*Stated goal 1:*
Gather every row that contains the word "face" and copy each one.
···
But unions protested that the government was unfairly using the unemployed as scapegoats for unsuccessful economic policy.

"What's happening nowadays, with people pointing to the unemployed as problematic, is dangerous," Laurent Berger, head of the CFDT union, told le Parisien newspaper, while CGT union leader Thierry Lepaon called Valls' statement a "provocation".

Dominique Barbet, European economist at BNP Paribas, said the measures currently under discussion in France were a far cry from the "Hartz 4" reforms which cut jobless benefits and are credited with relaunching Germany's economy last decade. Critics say the downside has been more Germans falling into poverty.

Hollande has already ruled out lowering total payouts for jobseekers, which can last for 2 years at 67 percent of their previous salary.

"If they were discussing the amount of payouts, then we would have something more similar to the Hartz 4 reforms in Germany," said Dominique Barbet, European economist at BNP Paribas. "For the time being, they are moving ahead with baby steps, trying to avoid fraud."

The source said that several job centers had been equipped with special monitors to make sure the unemployed were seeking jobs as part of an "experiment", because current monitors are overwhelmed in their role as employment advisers.

The conclusions of the investigation will be discussed in a meeting of UNEDIC's stakeholders on Wednesday.
···
*Stated goal 2:*
Name each person mentioned in the article on French jobless benefits.
···
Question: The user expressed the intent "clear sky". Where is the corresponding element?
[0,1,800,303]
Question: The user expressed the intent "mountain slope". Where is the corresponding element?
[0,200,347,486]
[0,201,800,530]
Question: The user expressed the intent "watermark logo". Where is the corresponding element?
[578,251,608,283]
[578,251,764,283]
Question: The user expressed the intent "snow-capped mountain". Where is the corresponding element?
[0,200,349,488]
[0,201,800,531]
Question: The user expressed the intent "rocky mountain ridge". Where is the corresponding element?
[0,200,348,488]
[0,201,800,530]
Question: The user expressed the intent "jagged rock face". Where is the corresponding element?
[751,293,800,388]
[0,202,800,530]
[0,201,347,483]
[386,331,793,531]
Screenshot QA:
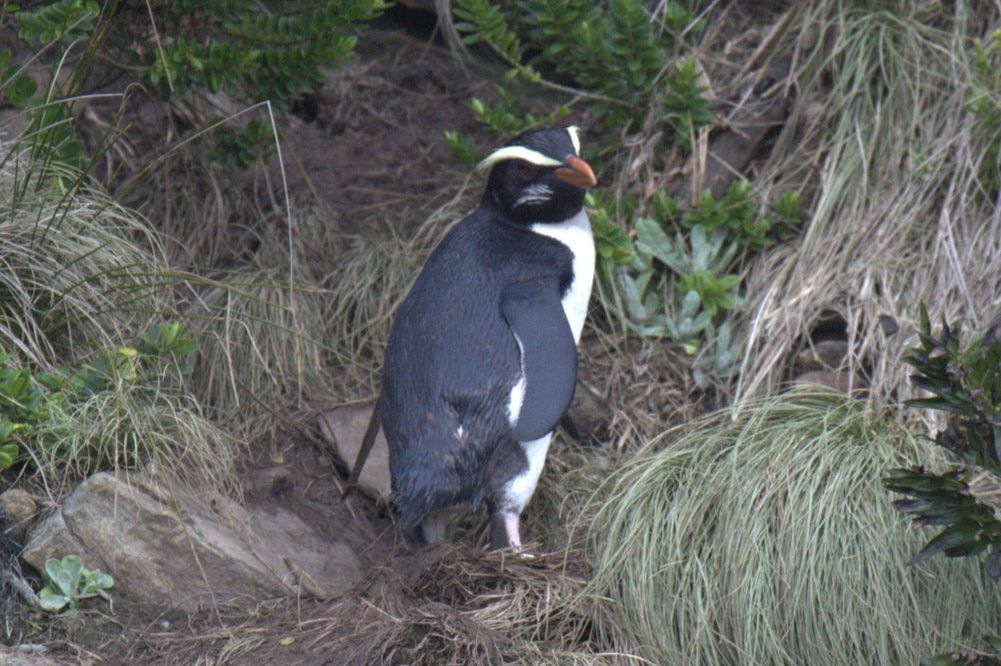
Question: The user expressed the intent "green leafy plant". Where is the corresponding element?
[968,29,1001,198]
[0,321,198,470]
[14,0,101,42]
[593,182,804,379]
[10,0,387,170]
[883,304,1001,579]
[38,555,115,613]
[454,0,712,136]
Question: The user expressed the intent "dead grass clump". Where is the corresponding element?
[26,385,240,500]
[141,546,637,666]
[187,266,326,423]
[736,0,1001,405]
[318,193,471,399]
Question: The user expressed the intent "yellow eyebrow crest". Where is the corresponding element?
[476,145,563,171]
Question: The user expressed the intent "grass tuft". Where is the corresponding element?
[582,392,1001,666]
[736,0,1001,409]
[0,150,165,368]
[27,376,239,497]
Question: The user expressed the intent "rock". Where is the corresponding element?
[0,644,94,666]
[319,403,391,500]
[0,488,38,541]
[23,473,361,612]
[251,466,295,498]
[796,339,848,371]
[793,370,866,395]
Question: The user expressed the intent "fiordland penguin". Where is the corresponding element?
[379,127,597,549]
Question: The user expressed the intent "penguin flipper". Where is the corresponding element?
[501,281,577,442]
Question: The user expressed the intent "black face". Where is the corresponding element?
[483,127,593,224]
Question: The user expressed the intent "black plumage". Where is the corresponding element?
[380,128,594,546]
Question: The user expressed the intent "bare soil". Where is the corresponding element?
[3,24,616,666]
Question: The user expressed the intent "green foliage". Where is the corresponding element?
[443,129,483,166]
[11,0,387,170]
[38,555,115,613]
[661,57,713,149]
[969,29,1001,198]
[27,101,87,182]
[883,304,1001,579]
[577,389,1001,666]
[206,118,274,169]
[0,322,198,470]
[139,0,387,104]
[454,0,712,134]
[604,182,803,379]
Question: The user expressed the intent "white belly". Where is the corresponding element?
[508,208,595,426]
[530,208,595,343]
[505,210,595,514]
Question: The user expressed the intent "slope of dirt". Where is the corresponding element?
[3,24,612,665]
···
*Response 1:*
Question: The user expressed the intent "jagged rock face". Where is the corresponding element?
Question: The user expressed the intent "black face". Where is the corresponding element?

*Response 2:*
Laurent Berger
Thierry Lepaon
Valls
Dominique Barbet
Hollande